§ **Consigne**
Poursuivez le texte sur la journée d’étude consacrée aux villes durables au Moyen-Orient et en Afrique du Nord, en reprenant juste après sa dernière phrase.

------ Texte extrait

Journée d’étude : « Villes durables au Moyen-Orient et en Afrique du Nord ? »

30 juin 2022

Jeudi 30 juin 2022, 9h00-17h15, CAREP Paris, 12, rue Raymond Aron 75013 Paris (hybride)

Journée d’étude CAREP/CITERES-EMAM

Du fait de la prégnance de la question écologique partout dans le monde aujourd’hui et des enjeux de développement dans le monde arabe, l’on assiste depuis les années 2000 à l’émergence d’un urbanisme dit “durable” ainsi qu’à l’institutionnalisation du développement urbain durable (DUD) au Maghreb et au Moyen-Orient.

L’idée selon laquelle la ville devrait être “produite là où elle est nécessaire” connaît une longue histoire dans la pensée occidentale et a conduit à l’émergence du concept hégémonique de développement urbain. La littérature en géographie et en études urbaines est aujourd’hui pleine d’exemples de villes construites dans des zones arides, jugées naturellement inhabitables.

Depuis que le concept du développement urbain durable a été inventé par le rapport Brundtland rédigé par les Nations unies en 1987, il s’est peu à peu imposé comme un concept hégémonique dans le sens gramscien du terme. Autrement dit, le DUD a généré le “sens commun”, c’est-à-dire la manière non critique et partiellement inconsciente dont les professionnels de la ville durable ont désormais perçu celle-ci.

Comme pour tout concept hégémonique, cette vision a été portée au-delà des institutions étatiques par certains acteurs de la société civile, comme par les entreprises privées. Ces derniers jouent en effet un rôle important dans la propagation d’idées et d’idéologies qui structurent le sens donné au DUD, comme les “villes vertes” et les “éco-quartiers” par exemple.

------------
------ Liste présentée

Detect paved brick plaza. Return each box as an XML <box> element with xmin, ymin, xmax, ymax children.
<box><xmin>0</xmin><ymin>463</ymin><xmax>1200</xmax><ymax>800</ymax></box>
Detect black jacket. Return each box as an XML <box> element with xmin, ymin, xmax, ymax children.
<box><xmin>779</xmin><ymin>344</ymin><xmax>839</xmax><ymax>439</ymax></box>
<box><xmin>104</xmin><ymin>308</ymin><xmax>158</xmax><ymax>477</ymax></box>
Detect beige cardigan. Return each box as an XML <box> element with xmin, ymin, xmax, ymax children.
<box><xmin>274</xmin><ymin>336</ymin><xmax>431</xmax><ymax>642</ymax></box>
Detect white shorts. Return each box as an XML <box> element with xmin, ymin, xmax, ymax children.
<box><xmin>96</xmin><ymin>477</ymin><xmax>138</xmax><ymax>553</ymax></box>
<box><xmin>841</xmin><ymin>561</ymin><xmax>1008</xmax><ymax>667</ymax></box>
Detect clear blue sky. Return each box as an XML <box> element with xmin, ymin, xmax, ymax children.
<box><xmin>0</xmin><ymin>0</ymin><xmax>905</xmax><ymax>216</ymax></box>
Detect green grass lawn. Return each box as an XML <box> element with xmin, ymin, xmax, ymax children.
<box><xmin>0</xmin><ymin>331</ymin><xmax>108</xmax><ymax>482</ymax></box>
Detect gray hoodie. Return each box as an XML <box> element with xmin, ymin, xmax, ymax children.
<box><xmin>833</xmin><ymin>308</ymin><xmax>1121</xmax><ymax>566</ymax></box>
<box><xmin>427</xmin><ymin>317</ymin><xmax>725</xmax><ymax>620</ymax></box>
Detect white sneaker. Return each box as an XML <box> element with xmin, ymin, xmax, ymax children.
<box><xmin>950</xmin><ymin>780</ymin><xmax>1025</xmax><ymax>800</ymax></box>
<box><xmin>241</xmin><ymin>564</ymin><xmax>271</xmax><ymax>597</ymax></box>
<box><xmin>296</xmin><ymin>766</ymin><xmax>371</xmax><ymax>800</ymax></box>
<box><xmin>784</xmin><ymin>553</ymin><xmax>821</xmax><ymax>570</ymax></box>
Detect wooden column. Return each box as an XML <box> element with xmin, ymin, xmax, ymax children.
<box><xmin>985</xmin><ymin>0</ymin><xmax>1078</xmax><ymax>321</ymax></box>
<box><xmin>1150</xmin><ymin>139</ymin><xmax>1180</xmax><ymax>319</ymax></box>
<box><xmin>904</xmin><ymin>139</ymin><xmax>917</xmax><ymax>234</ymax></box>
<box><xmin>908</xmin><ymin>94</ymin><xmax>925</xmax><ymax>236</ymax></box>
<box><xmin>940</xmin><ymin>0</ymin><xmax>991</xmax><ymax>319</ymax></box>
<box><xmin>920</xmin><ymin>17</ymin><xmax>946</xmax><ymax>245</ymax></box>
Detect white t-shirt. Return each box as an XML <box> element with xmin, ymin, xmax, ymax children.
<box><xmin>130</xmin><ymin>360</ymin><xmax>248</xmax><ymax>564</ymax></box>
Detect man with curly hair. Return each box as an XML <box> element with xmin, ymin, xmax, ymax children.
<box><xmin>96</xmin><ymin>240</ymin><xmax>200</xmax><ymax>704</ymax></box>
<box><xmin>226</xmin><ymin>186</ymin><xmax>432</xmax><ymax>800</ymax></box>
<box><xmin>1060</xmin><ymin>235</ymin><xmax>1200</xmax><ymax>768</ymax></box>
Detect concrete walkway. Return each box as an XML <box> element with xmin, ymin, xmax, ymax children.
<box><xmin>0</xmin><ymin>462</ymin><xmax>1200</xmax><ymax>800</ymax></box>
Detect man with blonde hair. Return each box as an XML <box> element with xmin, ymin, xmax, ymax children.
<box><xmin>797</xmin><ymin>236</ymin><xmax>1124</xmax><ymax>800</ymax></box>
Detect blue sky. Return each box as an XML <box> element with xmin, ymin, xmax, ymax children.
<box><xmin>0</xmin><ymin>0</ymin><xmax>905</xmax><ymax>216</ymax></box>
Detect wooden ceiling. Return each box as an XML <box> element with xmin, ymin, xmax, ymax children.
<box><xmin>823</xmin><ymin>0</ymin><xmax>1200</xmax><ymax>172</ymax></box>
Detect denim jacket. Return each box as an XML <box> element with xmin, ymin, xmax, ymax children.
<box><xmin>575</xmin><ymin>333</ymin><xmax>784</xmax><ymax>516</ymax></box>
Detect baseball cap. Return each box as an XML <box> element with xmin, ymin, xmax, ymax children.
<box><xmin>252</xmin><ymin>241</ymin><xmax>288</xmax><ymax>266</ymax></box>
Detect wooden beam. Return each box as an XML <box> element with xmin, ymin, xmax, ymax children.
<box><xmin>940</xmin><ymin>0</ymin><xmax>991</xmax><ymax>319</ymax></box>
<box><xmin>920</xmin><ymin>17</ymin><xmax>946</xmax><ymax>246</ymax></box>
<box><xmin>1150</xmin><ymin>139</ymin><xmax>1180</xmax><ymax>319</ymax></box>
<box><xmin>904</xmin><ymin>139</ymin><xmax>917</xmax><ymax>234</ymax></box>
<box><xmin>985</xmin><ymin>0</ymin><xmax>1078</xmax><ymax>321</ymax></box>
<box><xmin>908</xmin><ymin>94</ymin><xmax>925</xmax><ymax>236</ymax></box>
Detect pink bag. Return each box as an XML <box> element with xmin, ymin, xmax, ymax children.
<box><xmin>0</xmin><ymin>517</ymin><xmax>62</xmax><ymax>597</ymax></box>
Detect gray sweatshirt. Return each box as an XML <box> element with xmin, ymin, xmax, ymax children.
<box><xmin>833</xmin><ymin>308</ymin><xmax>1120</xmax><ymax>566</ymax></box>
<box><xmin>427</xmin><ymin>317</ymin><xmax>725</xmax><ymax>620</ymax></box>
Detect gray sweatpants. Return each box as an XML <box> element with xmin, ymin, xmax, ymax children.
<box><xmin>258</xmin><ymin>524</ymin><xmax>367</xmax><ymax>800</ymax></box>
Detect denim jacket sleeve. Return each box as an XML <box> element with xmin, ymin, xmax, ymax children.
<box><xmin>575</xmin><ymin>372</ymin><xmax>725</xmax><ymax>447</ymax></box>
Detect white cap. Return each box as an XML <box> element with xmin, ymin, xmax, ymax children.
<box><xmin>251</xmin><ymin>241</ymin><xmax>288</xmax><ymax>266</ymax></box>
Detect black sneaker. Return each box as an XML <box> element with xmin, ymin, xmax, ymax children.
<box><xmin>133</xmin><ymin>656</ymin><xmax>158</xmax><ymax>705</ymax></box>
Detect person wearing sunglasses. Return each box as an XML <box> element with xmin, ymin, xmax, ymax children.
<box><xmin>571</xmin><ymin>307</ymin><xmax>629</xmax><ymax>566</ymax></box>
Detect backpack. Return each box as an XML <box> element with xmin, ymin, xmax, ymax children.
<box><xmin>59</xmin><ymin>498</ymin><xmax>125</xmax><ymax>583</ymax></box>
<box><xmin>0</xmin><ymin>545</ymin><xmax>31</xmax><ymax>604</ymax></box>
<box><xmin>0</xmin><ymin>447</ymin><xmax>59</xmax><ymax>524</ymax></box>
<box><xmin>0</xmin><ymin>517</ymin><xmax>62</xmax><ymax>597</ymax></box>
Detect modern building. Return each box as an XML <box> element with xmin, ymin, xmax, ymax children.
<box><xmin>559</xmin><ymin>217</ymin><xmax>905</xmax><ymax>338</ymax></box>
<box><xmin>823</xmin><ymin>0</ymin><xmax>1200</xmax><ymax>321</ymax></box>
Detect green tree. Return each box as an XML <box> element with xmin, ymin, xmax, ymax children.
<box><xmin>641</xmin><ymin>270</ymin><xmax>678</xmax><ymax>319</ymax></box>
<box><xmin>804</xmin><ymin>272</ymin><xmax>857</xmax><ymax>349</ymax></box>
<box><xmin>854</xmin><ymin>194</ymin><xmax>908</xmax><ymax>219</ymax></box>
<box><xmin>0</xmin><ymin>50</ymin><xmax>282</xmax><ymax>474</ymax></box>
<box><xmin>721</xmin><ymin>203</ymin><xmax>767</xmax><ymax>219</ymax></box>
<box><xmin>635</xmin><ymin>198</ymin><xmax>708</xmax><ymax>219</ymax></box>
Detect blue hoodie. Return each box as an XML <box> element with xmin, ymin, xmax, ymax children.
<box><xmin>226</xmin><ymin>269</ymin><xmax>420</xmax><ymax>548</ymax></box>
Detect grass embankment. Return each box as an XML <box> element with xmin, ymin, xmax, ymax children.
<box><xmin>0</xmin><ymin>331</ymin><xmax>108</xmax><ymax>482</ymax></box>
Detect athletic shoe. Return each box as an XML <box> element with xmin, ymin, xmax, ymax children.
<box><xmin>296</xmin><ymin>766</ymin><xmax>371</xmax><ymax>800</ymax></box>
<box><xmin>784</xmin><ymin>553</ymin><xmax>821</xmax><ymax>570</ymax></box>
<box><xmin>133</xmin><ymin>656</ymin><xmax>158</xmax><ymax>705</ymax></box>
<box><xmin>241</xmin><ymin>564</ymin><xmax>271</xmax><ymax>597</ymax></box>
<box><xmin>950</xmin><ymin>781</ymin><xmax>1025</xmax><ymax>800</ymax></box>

------------

§ **Réponse rédigée**
Toutefois, cette conception et représentation de la “ville durable” a favorisé certains acteurs plutôt que d’autres. Très portée par des architectes paysagistes, des entreprises de construction voire, les États eux-mêmes qui y voyaient un moyen pour attirer les investisseurs étrangers ou encore pour affirmer leur autorité politique, le DUD a perdu son “encastrement écologique” (Makhzoumi, 2020 ; Klinger, 2022). Autrement dit, la conception dominante du DUD n’a que peu favorisé les approches locales et les savoir-faire existants en matière d’urbanisme écologique.

Si ce constat se veut général, il se vérifie avec acuité dans le monde arabe. La littérature scientifique a en effet au moins pointé trois obstacles au DUD dans les pays de la région : la monopolisation de ce développement par les États dans le but de relégitimer les régimes en place, la quasi-absence d’une “diplomatie des villes” dans la région susceptible d’inscrire plus fortement les enjeux environnementaux à l’agenda politique, et un éco-activisme éclaté qui ne débouche pas sur des réseaux de pressions forts (Barthel, 2020).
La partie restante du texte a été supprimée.